Written problem 1: According to the blog post about the meeting with God and the Devil, how much has agnosticism increased in the past 3 weeks?
Written problem 2: Transcribe the stretch of the blog post from "G: By the way, just" through "of my system...".
>> Begin Document passage
Yesterday I got into a car accident and found myself in an oddly lit meeting room. God and the Devil were waiting for me with my blog pulled up on a projector screen with several areas circled in red.
G: Thanks for coming. We're a little behind schedule here so let's just get into it. Got a little commentary on your blog so far...
Me: (switching from confused to flattered/hopeful) Really? What do you think?
G: That's right--I forgot that about you--always fishing for compliments, eh...?
D: Don't listen to him--people find that endearing--it makes you look vulnerable, like a little lost puppy that needs snuggling...
M: Don't know if that's exactly what I'm going for, here.
M: So, you had some feedback...
G: Well, to start with, maybe I'd be alright without your defense of me--I think I've been doing okay without your thoughts being made public...Maybe you could consult your 5-year old when it comes to the deeper philosophy--I sent him to you to keep you in line...
Me: Ow!
D: Come on, a little low-level dialog isn't too bad--get the conversation going, stir up a little confusion.
Me: Can I ask a quick question: What was the Tsunami thing all about anyway...?
D: Let's not get into that...we've got contractual obligations for a given number of Acts of God...
G: Well, it tests the faithful...like the dinosaur bones this bozo made me scatter...
D: We've had a 75% increase in agnosticism in the past 3 weeks alone...
G: Let's get back on track here...but seriously, that was probably the worst blog entry I've seen anytime, anywhere. What were you thinking?
G: By the way, maybe you don't realize that the Tennessee Hill dialect you mockingly refer to is actually the purest form of Anglicanized French since the Norman invasion. It's descendants have the lowest influx/output migration in history, and it is the closest resemblance to spoken Latin available. "Worsh", which you portray here (pointing to screen), is actually a direct conjugation of "whorshia", meaning "to vigorously clean".
D: Would it kill you to look something up every once in a while? I mean, really?
G: By the way, just write a check, you cheap bastard! Don't be a hypocrite!
G: And a picture somewhere would be nice...Geez!
Me: Well, I just wanted to get things down and started and then...
G: Cut it out--remember me? Omniscient? Hello? You have no intentions of going back.
D: And the "f-word" so many times? I mean, is that entirely necessary? Seriously, it's distracting.
G: What would your friends and family think if they saw THAT?
Me: I was just getting it out of my system...
G: Ahem!
Me: Alright, damn it, I'll cut it out.
G: This "lion's" entry has something, though. I like the imagery.
D: The "beer" part completely screws it up, though.
Me: You know, I went back and added that because I was trying to say that I'm kinda locked into a role...
>> End Document passage
>> Begin Record excerpts
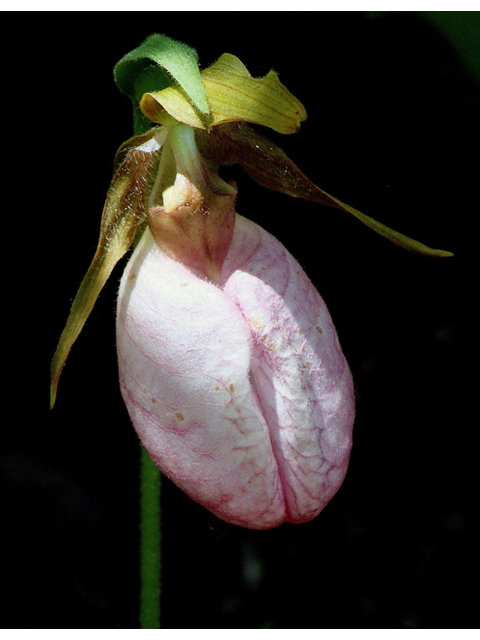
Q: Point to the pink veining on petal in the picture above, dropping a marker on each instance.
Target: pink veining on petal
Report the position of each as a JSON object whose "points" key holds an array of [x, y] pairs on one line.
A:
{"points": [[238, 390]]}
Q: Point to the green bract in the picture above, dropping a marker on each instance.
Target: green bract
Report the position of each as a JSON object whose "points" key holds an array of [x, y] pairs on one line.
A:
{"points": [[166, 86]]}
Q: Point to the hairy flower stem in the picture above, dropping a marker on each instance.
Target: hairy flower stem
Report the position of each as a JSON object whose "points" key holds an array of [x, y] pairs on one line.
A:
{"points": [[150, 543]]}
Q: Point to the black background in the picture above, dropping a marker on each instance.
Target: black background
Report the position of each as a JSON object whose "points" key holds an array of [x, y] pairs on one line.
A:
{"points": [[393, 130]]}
>> End Record excerpts
>> Begin Record excerpts
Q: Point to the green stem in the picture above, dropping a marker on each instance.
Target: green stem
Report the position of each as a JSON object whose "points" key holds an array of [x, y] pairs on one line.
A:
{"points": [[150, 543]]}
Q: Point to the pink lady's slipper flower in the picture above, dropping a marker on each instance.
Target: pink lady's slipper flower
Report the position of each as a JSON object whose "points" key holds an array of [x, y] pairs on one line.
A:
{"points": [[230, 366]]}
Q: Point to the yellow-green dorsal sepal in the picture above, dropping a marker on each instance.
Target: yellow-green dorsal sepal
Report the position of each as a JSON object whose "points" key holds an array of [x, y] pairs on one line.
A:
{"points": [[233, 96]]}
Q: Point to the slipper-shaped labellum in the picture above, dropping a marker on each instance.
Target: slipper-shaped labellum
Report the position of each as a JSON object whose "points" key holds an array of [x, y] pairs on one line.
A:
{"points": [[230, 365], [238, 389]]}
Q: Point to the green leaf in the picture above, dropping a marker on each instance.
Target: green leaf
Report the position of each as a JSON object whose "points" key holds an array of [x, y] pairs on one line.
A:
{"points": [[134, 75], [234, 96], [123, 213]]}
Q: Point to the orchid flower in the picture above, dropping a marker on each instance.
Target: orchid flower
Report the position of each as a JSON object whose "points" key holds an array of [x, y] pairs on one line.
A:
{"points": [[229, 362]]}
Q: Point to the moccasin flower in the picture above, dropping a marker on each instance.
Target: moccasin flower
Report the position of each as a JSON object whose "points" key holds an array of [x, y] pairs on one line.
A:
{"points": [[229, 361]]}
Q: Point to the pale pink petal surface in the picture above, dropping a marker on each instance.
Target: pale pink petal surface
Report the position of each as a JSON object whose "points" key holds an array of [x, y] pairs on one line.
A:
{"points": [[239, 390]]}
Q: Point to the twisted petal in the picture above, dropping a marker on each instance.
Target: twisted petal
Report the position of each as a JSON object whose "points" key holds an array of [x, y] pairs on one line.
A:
>> End Record excerpts
Task solution 1: By 75%.

Task solution 2:
G: By the way, just write a check, you cheap bastard! Don't be a hypocrite!
G: And a picture somewhere would be nice...Geez!
Me: Well, I just wanted to get things down and started and then...
G: Cut it out--remember me? Omniscient? Hello? You have no intentions of going back.
D: And the "f-word" so many times? I mean, is that entirely necessary? Seriously, it's distracting.
G: What would your friends and family think if they saw THAT?
Me: I was just getting it out of my system...